- Brief: Please write out the whole listing that follows exactly; the pictures stay out.

===============

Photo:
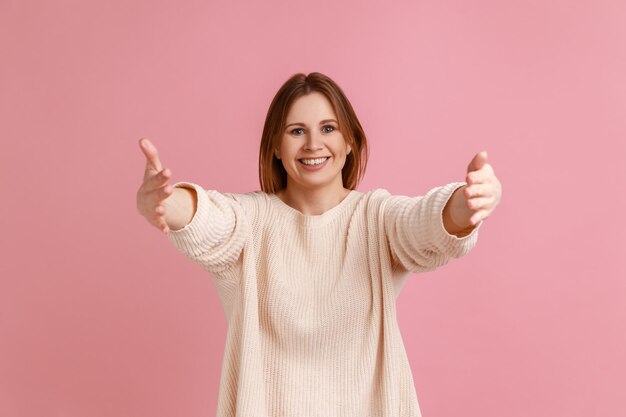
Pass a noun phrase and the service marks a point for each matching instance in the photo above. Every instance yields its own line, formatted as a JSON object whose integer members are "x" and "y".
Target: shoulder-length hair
{"x": 272, "y": 174}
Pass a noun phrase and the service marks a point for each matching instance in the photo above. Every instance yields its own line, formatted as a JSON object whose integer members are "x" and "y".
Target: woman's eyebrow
{"x": 302, "y": 124}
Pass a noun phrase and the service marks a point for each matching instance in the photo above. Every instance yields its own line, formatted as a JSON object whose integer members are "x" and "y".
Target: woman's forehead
{"x": 313, "y": 107}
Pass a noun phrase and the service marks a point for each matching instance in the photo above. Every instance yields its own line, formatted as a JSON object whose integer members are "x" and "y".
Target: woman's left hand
{"x": 474, "y": 202}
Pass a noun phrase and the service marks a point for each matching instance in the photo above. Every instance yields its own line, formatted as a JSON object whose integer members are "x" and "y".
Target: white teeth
{"x": 316, "y": 161}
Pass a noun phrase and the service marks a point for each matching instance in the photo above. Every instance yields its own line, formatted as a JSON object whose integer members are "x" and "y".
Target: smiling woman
{"x": 308, "y": 269}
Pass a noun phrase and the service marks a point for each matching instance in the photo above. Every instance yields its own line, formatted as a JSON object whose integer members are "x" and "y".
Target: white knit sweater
{"x": 310, "y": 300}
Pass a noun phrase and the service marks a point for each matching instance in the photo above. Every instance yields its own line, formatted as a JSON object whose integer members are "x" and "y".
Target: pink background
{"x": 100, "y": 316}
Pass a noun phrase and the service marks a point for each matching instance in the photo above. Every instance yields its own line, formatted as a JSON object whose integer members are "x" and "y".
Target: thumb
{"x": 153, "y": 163}
{"x": 479, "y": 160}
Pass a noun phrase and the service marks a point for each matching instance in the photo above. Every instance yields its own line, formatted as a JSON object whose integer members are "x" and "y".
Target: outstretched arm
{"x": 474, "y": 202}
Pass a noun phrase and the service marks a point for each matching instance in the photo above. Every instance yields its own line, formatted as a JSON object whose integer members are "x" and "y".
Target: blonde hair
{"x": 272, "y": 174}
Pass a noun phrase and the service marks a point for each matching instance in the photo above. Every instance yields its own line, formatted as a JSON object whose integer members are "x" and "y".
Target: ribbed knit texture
{"x": 310, "y": 301}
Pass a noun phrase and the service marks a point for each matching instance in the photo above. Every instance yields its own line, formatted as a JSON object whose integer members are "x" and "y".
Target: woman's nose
{"x": 313, "y": 141}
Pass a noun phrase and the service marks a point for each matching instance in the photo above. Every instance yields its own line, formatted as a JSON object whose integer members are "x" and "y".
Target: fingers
{"x": 153, "y": 163}
{"x": 158, "y": 180}
{"x": 479, "y": 160}
{"x": 479, "y": 176}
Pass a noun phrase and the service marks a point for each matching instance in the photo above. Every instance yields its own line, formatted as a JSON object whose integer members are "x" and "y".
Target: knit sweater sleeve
{"x": 215, "y": 236}
{"x": 417, "y": 238}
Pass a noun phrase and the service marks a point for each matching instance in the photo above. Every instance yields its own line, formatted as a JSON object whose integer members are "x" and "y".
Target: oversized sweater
{"x": 310, "y": 301}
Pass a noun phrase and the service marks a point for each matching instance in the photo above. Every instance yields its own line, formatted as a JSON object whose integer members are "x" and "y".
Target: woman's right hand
{"x": 155, "y": 188}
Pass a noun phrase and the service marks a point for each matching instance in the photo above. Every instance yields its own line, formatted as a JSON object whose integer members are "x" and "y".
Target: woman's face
{"x": 313, "y": 150}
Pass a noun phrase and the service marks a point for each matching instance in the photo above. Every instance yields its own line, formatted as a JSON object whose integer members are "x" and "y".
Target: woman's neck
{"x": 312, "y": 202}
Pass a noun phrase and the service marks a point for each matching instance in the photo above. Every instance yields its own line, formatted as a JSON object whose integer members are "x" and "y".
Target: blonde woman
{"x": 308, "y": 269}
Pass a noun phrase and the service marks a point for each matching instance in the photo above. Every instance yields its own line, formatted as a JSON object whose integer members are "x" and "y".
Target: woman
{"x": 308, "y": 269}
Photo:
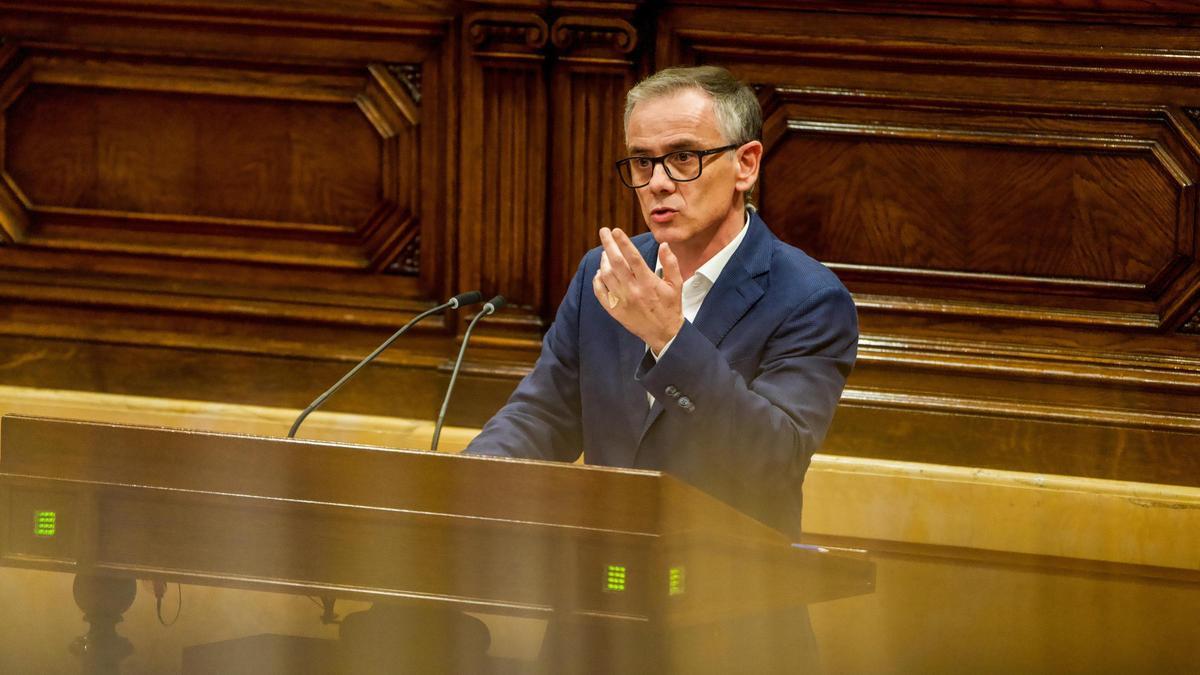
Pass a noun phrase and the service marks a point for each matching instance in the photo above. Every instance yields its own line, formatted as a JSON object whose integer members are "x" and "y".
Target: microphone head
{"x": 463, "y": 299}
{"x": 496, "y": 304}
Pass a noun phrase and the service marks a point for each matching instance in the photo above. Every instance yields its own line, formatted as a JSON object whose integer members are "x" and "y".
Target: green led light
{"x": 45, "y": 523}
{"x": 676, "y": 578}
{"x": 615, "y": 578}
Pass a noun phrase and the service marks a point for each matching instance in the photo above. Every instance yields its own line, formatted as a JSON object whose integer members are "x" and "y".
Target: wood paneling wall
{"x": 237, "y": 199}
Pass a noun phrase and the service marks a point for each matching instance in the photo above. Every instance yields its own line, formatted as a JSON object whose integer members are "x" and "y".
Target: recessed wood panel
{"x": 970, "y": 208}
{"x": 153, "y": 153}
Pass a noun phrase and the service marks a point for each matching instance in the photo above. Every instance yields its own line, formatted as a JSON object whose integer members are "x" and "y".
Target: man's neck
{"x": 693, "y": 258}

===============

- Written answer:
Photo:
Pass a noun phrase and the service marks a point for each matching instance in the photo above. Every instance yields its own line, formatted as a JSON object whose integer members are "x" and "y".
Target: shoulder-length hair
{"x": 272, "y": 174}
Pass a noun phrase and the service marks a point for each matching instance in the photo above. Every instance yields its own line, formatted as a JSON object whose integer members are "x" and "y".
Target: woman's eyebrow
{"x": 302, "y": 124}
Pass a noun phrase and the service marks a point for each matching instance in the photo above. Every instance yields its own line, formatted as a JSON object whose integer members are "x" and "y".
Target: woman's forehead
{"x": 313, "y": 107}
Pass a noun phrase and the service marks a point for each matching instance in the photo above. Every instance yields its own line, formatted as a JSON object whose integer members are "x" and "y".
Target: woman's left hand
{"x": 474, "y": 202}
Pass a noun phrase and the service marks a point for each matching instance in the photo above. Every instance yields its own line, formatted as a JSON object whose integer members are "x" and "y".
Target: white teeth
{"x": 316, "y": 161}
Pass a noun phrase and the service marks a point for each matching instance in the photo above. Every instance yields its own line, formatted as a JSON object whose integer members are "x" and "y".
Target: smiling woman
{"x": 308, "y": 269}
Pass a noun phrase and the service marks a point for each matching instance in the photo above. Every instance yields its own line, formatted as a JSON object whose integer members are "x" and "y".
Target: white knit sweater
{"x": 310, "y": 300}
Pass a noun phrase and the service marks a point for each matching instance in the photo above. Every instance yields its own line, formatted as a JSON object whose integer members are "x" and "y".
Target: pink background
{"x": 100, "y": 316}
Pass a noun phrase and the service marks a point for each matching instance in the photo above. Every instance yields its own line, formatted as a JSON object whose integer members are "x" and "y".
Target: thumb
{"x": 153, "y": 163}
{"x": 479, "y": 160}
Pass a noun phrase and the service marks a point for each matching instance in the photo above. Every instance yields its own line, formatted as a JSON object whose integer members are "x" and "y".
Target: outstretched arm
{"x": 474, "y": 202}
Pass a noun phrase and the service marks a point for each matching instance in the photo above. Every instance yields its own line, formatted as a JSON object whose integer members are "x" and "y".
Target: blonde hair
{"x": 272, "y": 174}
Pass a noun phrase and the service marks a point for each matching instance in the photo above. Every instance yields its own line, formatted as a JSON object whose integer members are "x" and "y".
Target: ribbed knit texture
{"x": 310, "y": 301}
Pass a noun phrase and the service marks a point for each matching instance in the photo above. Every instance yields its own line, formatted as a JSON object whose integer members are "x" and "y".
Target: woman's nose
{"x": 313, "y": 141}
Pass a noun phrase and the service marks a point for each matching instance in the photo above. Every instance yields its own line, formatted as a JSON object whose integer members are "x" and "y".
Target: fingers
{"x": 153, "y": 163}
{"x": 158, "y": 180}
{"x": 479, "y": 160}
{"x": 479, "y": 176}
Pass a noun phrase and the service marks a point for each matching instance in the photo above. Every instance yields its own line, formatted as a JSON object whose integer members are "x" and "y".
Target: knit sweater sleeve
{"x": 215, "y": 236}
{"x": 417, "y": 238}
Pass a noun phrase and the service marks a point for each matching instance in the photo above. Every instance yields its own line, formatted as a JSON object whose integer members are "x" and "y".
Target: oversized sweater
{"x": 310, "y": 301}
Pass a noun phrase and the service marks a point for each matching instance in the photo above. Every instance yields its own line, formatted as a JSON object whose integer members are "x" and "y".
Target: woman's right hand
{"x": 155, "y": 188}
Pass a noun phrase and the service marks a point for each matching instance in the photo above. Every instance yields its own line, formatted as a JSON object whose integer members are "x" and "y".
Target: woman's face
{"x": 313, "y": 150}
Pass a noun phrase and the service marks a point for each matching instance in the photo above. Every instance yields its own line, formatted as a JSON object whose integer members are "x" and "y".
Target: woman's neck
{"x": 312, "y": 202}
Pass a noun phrase and the service marks a point for each matching instance in the photo above. Every instance yields its own line, formatted as a JSON object whose integer members are "x" and "y".
Target: blonde woman
{"x": 308, "y": 269}
Pass a noun phrase and the service marks a point for each matching instance in the photo above. Every instance yields its own line, formatted as a JSON object whose integer members are "x" and "y".
Target: woman
{"x": 308, "y": 269}
Photo:
Pass a noun phrase and the service marks a point for each matching instance in the photo above. Every instance yields its own line, formatted as a JSON object whose integer members are "x" and "y".
Target: microphone head
{"x": 463, "y": 299}
{"x": 496, "y": 304}
Pass a noun phrase and the service marks a point for each matching instance in the photo above. Every instance yields its own line, formatted as a JSON object whose integer members are "x" and "y".
Target: green led light
{"x": 45, "y": 523}
{"x": 676, "y": 578}
{"x": 615, "y": 578}
Pass a noun phrase and the service marks a point for each matching instance in the photo above. Every instance yields its own line, formatted as a JSON object whose integer members are "x" and "y".
Target: wood paneling wall
{"x": 237, "y": 199}
Pass a noun phrase and the service marks a point for each matching instance in the photo above. Every instance yields its own line, formatted as a JSON object whose integer members are "x" and "y".
Target: recessed wood panel
{"x": 970, "y": 208}
{"x": 153, "y": 153}
Pass a noun phrase and the service marks a point for each matching instance in the photo above. Every instance yields its own line, formatted as a JSON object whose integer members are "x" and "y".
Target: man's neck
{"x": 693, "y": 258}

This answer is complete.